Items for identifying locations
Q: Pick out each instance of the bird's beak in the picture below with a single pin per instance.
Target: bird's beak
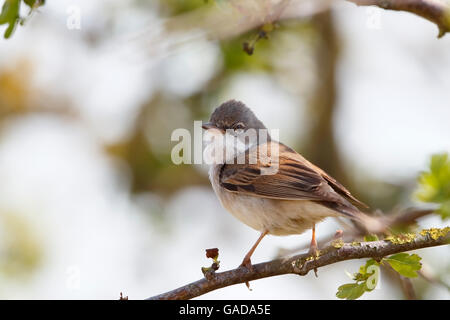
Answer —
(208, 125)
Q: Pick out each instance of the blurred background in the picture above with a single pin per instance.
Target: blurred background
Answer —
(90, 92)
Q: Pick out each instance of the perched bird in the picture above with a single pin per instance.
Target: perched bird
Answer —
(291, 200)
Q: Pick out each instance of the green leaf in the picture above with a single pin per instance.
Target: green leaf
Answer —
(405, 264)
(434, 185)
(367, 273)
(10, 16)
(351, 291)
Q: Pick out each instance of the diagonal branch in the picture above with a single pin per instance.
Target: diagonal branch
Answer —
(302, 264)
(437, 11)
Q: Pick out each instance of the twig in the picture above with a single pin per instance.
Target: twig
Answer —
(433, 10)
(302, 264)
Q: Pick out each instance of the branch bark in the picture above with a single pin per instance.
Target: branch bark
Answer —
(436, 11)
(303, 263)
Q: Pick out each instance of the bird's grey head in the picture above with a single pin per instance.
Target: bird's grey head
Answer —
(233, 115)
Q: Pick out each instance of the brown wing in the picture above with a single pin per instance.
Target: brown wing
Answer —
(296, 179)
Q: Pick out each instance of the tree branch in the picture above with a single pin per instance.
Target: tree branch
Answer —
(435, 11)
(303, 263)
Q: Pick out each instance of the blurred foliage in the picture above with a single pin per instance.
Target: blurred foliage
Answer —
(10, 13)
(15, 88)
(20, 251)
(434, 185)
(174, 7)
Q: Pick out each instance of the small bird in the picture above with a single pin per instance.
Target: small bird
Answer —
(290, 201)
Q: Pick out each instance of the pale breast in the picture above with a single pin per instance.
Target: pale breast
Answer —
(278, 217)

**DO THIS**
Render every line of the items above as a JSON list of strings, one string per line, leaving out blank lines and the pictures.

**THE OUTPUT**
[
  "Q: Pick out each instance of the bird's beak in the picture below with a single pin per instance.",
  "Target: bird's beak",
  "Answer —",
  "(208, 125)",
  "Q: Pick out each instance of the blurred background in the picture above with a single pin per instance.",
  "Target: blurred background",
  "Answer —",
  "(90, 92)",
  "Q: Pick out each instance of the perched bird in the picture above with a single pin per instance.",
  "Target: perched bird",
  "Answer —",
  "(291, 200)",
  "Q: Pick out each instance of the green leaf in the picture above with a single pin per instance.",
  "Target: green leaf",
  "Answer —",
  "(405, 264)",
  "(434, 185)",
  "(367, 273)",
  "(10, 16)",
  "(351, 291)",
  "Q: Pick out each instance of the diagonal branch in the picture above with a single pin per instance.",
  "Target: diagonal branch",
  "Answer —",
  "(302, 264)",
  "(437, 11)",
  "Q: Pick out each instance of the twig in the picture above with a single pin per instance.",
  "Target: twig",
  "Answer —",
  "(433, 10)",
  "(302, 264)",
  "Q: Pick out each instance of the branch bark in the picture above with a single pin per instance.",
  "Target: branch bark",
  "Answer —",
  "(436, 11)",
  "(303, 263)",
  "Q: Pick out each instance of the bird's grey head in the picture above with a single pin per instance.",
  "Target: bird's grey head",
  "Answer —",
  "(233, 115)",
  "Q: Pick out each instance of the brown wing in the picture above with a single pin per instance.",
  "Target: brown wing",
  "Answer —",
  "(296, 179)",
  "Q: Pick out each instance of the tree branch in the picture above with a single pin per instance.",
  "Target: tree branch",
  "Answer —",
  "(435, 11)",
  "(303, 263)",
  "Q: Pick out each instance of the blurred foliage in the picture above with a single pin per instance.",
  "Target: blurred foliage",
  "Answer —",
  "(10, 13)",
  "(15, 88)",
  "(20, 251)",
  "(434, 185)",
  "(174, 7)",
  "Q: Pick out each instance of the small bird in the picture above with a single pin per instance.",
  "Target: small bird",
  "Answer —",
  "(290, 201)",
  "Q: Pick out each instance of the pale breast in the picture above with a single pin per instance.",
  "Target: pale breast",
  "Answer —",
  "(278, 217)"
]